▸ THE TASK: Where a line of the records holds the string "skateboard", copy that line.

(Extracted data entries)

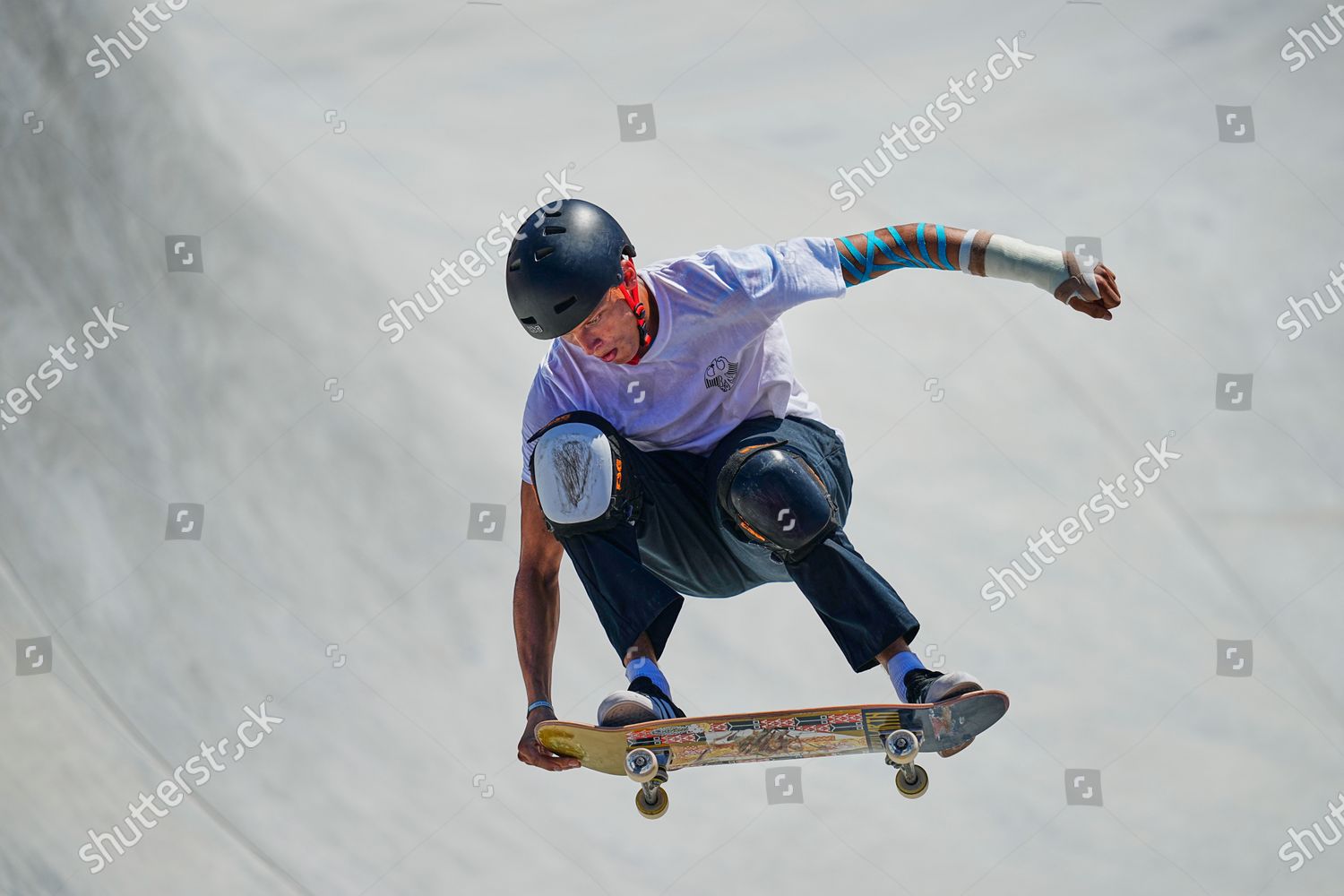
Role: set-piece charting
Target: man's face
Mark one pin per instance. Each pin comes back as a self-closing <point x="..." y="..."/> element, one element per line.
<point x="609" y="333"/>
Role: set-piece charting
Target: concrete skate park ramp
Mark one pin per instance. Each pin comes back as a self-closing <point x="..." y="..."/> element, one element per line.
<point x="258" y="548"/>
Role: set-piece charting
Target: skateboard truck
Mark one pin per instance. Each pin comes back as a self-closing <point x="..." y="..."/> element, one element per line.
<point x="648" y="770"/>
<point x="902" y="747"/>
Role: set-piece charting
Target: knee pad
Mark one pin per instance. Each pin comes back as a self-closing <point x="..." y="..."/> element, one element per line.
<point x="581" y="476"/>
<point x="777" y="500"/>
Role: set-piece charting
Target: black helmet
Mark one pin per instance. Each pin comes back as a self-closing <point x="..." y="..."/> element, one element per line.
<point x="564" y="258"/>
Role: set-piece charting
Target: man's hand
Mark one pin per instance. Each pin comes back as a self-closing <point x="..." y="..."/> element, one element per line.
<point x="535" y="754"/>
<point x="1089" y="289"/>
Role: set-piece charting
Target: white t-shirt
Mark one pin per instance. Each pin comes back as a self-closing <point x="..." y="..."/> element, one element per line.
<point x="719" y="357"/>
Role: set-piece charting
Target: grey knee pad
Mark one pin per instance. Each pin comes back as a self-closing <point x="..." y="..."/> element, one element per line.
<point x="581" y="476"/>
<point x="777" y="500"/>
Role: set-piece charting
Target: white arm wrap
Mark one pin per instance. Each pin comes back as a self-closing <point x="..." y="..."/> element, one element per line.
<point x="1011" y="258"/>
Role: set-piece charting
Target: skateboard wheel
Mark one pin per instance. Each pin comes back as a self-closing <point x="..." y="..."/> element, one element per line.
<point x="653" y="809"/>
<point x="913" y="788"/>
<point x="642" y="764"/>
<point x="902" y="745"/>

▸ TASK RESULT:
Target: skateboard truck
Target: skateboard wheel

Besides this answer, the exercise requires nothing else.